» **Short exercise**
Copy the following items line for line, leaving out the pictures.

» **Coordinate annotation items**

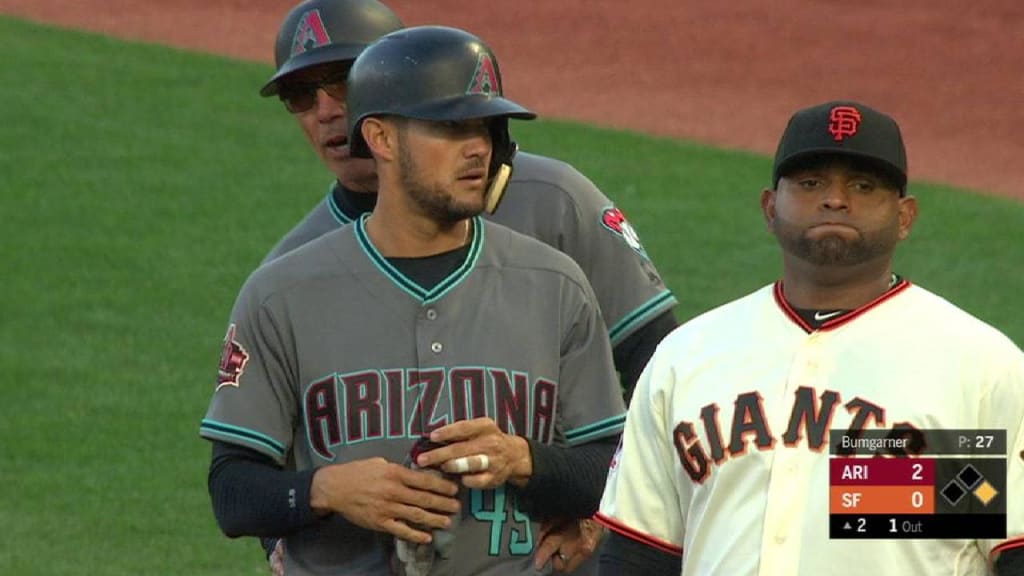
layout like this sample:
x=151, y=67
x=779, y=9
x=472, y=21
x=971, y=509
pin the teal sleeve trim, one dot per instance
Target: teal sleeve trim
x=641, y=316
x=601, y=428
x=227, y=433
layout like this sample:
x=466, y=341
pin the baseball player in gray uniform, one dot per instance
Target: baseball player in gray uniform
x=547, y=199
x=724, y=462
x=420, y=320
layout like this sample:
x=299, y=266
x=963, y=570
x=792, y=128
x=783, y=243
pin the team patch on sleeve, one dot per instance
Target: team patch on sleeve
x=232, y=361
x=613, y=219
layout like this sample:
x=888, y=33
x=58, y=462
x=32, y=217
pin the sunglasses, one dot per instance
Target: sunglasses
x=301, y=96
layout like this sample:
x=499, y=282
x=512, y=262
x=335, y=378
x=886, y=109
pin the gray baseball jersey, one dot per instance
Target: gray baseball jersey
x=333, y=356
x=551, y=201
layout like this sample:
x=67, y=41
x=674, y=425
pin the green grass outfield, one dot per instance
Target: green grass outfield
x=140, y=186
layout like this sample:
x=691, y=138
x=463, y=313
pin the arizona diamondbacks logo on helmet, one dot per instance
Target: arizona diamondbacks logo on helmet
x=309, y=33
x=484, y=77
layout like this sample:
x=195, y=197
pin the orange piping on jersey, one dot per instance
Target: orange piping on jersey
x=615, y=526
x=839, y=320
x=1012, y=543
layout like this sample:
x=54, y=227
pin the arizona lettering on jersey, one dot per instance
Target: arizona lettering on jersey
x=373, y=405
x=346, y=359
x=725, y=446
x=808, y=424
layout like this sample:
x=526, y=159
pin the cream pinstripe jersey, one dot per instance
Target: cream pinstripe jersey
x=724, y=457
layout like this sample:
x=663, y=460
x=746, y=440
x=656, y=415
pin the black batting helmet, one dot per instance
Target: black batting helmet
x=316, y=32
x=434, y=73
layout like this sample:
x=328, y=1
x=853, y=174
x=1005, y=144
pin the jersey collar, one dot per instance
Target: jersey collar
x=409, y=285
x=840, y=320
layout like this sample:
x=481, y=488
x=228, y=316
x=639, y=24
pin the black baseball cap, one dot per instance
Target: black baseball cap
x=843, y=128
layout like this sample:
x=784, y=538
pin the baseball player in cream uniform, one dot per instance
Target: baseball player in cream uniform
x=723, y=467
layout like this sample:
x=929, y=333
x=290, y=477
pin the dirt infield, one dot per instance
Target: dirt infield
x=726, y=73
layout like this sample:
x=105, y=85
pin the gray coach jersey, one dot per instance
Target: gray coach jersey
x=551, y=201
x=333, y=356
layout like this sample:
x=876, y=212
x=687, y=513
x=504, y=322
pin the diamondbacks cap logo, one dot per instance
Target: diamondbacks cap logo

» **Exercise output**
layout like this sample:
x=151, y=67
x=779, y=9
x=472, y=21
x=971, y=509
pin the teal sleeve trim, one dot per instance
Target: teal sleeve trim
x=641, y=316
x=601, y=428
x=227, y=433
layout like this sample:
x=466, y=341
pin the baseball player in gray uniform, one dot per instance
Target: baseball player in gray uniform
x=547, y=199
x=724, y=462
x=420, y=320
layout like this sample:
x=299, y=266
x=963, y=570
x=792, y=128
x=783, y=243
pin the team patch on sleeve, one dot per instance
Target: team patch on sleeve
x=232, y=361
x=613, y=219
layout like this sample:
x=888, y=33
x=58, y=462
x=32, y=217
pin the sunglasses, one dot per instance
Target: sunglasses
x=301, y=96
layout like this sample:
x=499, y=282
x=512, y=262
x=335, y=378
x=886, y=109
pin the gray baseball jersey, one dot per instance
Target: gray baseball jersey
x=333, y=356
x=551, y=201
layout like this sample:
x=67, y=41
x=674, y=425
pin the green grass outfield, one dot per instance
Target: green grass outfield
x=140, y=186
layout like this sample:
x=691, y=138
x=463, y=313
pin the arizona diamondbacks logo on helmet, one dot per instance
Target: arizona diamondbacks logo on helmet
x=309, y=33
x=484, y=77
layout like this sample:
x=195, y=197
pin the orange piping on jersey, one dot per instance
Target: orange piping on jersey
x=615, y=526
x=839, y=320
x=1012, y=543
layout like this sample:
x=54, y=227
pin the arizona lettering on jersey, one dot per instance
Target: arizona lettering on jersey
x=373, y=405
x=346, y=359
x=725, y=446
x=808, y=424
layout like this sample:
x=526, y=159
pin the cream pinstripe jersey, one dot per instance
Target: cream pinstripe jersey
x=724, y=457
layout like this sample:
x=663, y=460
x=746, y=440
x=656, y=415
pin the black batting helmet, one dot per instance
Target: black batting helmet
x=316, y=32
x=434, y=73
layout like this sample:
x=328, y=1
x=853, y=174
x=1005, y=144
pin the jersey collar, one dot per instance
Target: jersey collar
x=409, y=285
x=840, y=320
layout like this sample:
x=481, y=488
x=228, y=316
x=639, y=24
pin the black baseball cap, one dot per instance
Target: black baseball cap
x=843, y=128
layout like this sample:
x=784, y=538
pin the baseball player in cream uniform, one dot per instance
Target: baseball player in cream uniform
x=723, y=467
layout like this sample:
x=929, y=333
x=290, y=477
pin the dirt infield, one dot per instance
Target: dirt infield
x=726, y=73
layout like this sample:
x=105, y=85
pin the gray coach jersey, one dot per instance
Target: gray coach jersey
x=551, y=201
x=333, y=356
layout like this sample:
x=876, y=212
x=687, y=513
x=504, y=322
pin the diamondbacks cap logo, one dot per instance
Target: diamondbacks cap logo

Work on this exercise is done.